• Direction:
Retype the passage on Frederick William Scriven below without alteration, starting with "Frederick William Scriven (1847" and going on through "work as a tailor.".

• Passage:
CFHS code : PL77

Parish : St Paul

Inscription : In Memory of FREDERICK WILLIAM SCRIVEN d Apr 4 1915 age [68] also MAHALA SCRIVEN d Feb 26 1935 age 88

Monument : Kerb stones

Above information from Cambridge Family History Society Survey

Monument

Inscription

Frederick William Scriven (1847 – 4 April 1915)

Frderick was born in Woodford, near Thrapston, Northamptonshire and was the eldest son of tailor George Scriven (1819-1893) and his wife Mary (née Elkington) (1812-1890). Aged 14 Frederick was also working as a tailor. He married Maria Tailby (1846-1876) on 14 January 1869 at St. Edmund’s Church, Northampton and they had at least five children: Fanny Maria (1870-1871), Frederick Charles (1870-1949), Maria Maud Mary (1872-1959), Gertrude (1873-1957) and Maria Tailby (1876-1886). The first three children were born in Woodford/Camberwell but they had moved to live at Covent Garden by the time daughter Maria was born in 1872 and Frederick continued to work as a tailor.

In March 1877 Charles Tabor and John Pilsworth were  charged with stealing ‘354 years of whipcord cloth’ whilst in rail transit and therefore the property of Great Eastern Railway. John Pilsworth  had given Frederick Scriven some of the cloth to make up for him and police therefore found some of the stolen cloth in his possession. Tabor was found guilty and Pilsworth not guilty.

He was widowed in 1876 and then lived at Caius Terrace (1881) and Gwydir Street (at least 1886-1904). In May 1886 he was charged with assaulting builder Philip Banyard.  Philip alleged that Frederick had butted him and when asked why he had done it had then struck Philip and knocked his hat off.  When Philip stooped to pick up the hat he was struck again and then struck  back. Frederick Scriven claimed he had accidently touched Philip Banyard as he turned a corner and Philip had then ‘rushed at him, white as cream’.  ‘The Mayor said that it was a very poor case to come before the Bench; but he thought that an assault had been committed, and the defendent would be fined 2s, 6d and costs, but professional costs would not be allowed.

He was a keen gardener and won many prizes for his produce. In July 1888 he won prizes for his scarlet runners, and round potatoes at the Cambridge Florist’s Show.  In July 1889 he entered his produce in the cottagers’ classes at the Mill road Amateur Gardeners’ Association Annual Show. He won first prize for twelve coloured round potatoes, twelve scarlet runners and twelve coloured kidney potatoes,  second prize for twelve french beans, third prize for six carrots (not horn), fourth prize for twelve white round potatoes

Frederick married for a second time in 1881 to Mahala Hyde and they lived at Gwydir Street and then 2 Mawson Road (1911 onwards). Frederick died at home and his funeral took place on 8 April.

• Supplied information:
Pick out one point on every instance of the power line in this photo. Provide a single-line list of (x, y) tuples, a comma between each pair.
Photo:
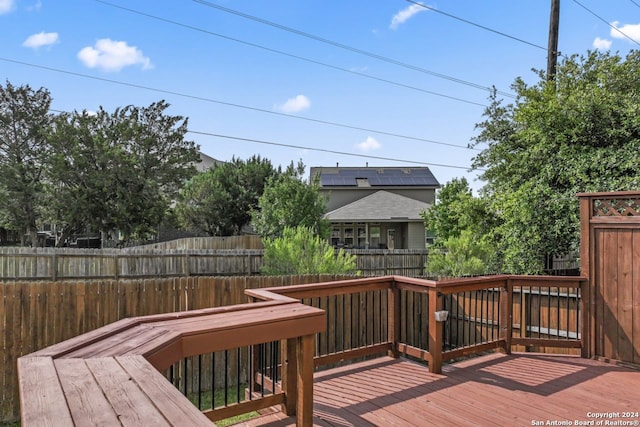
[(342, 153), (433, 9), (351, 48), (605, 21), (231, 104), (322, 150), (369, 76)]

• Answer to this task:
Frederick William Scriven (1847 – 4 April 1915)

Frderick was born in Woodford, near Thrapston, Northamptonshire and was the eldest son of tailor George Scriven (1819-1893) and his wife Mary (née Elkington) (1812-1890). Aged 14 Frederick was also working as a tailor. He married Maria Tailby (1846-1876) on 14 January 1869 at St. Edmund’s Church, Northampton and they had at least five children: Fanny Maria (1870-1871), Frederick Charles (1870-1949), Maria Maud Mary (1872-1959), Gertrude (1873-1957) and Maria Tailby (1876-1886). The first three children were born in Woodford/Camberwell but they had moved to live at Covent Garden by the time daughter Maria was born in 1872 and Frederick continued to work as a tailor.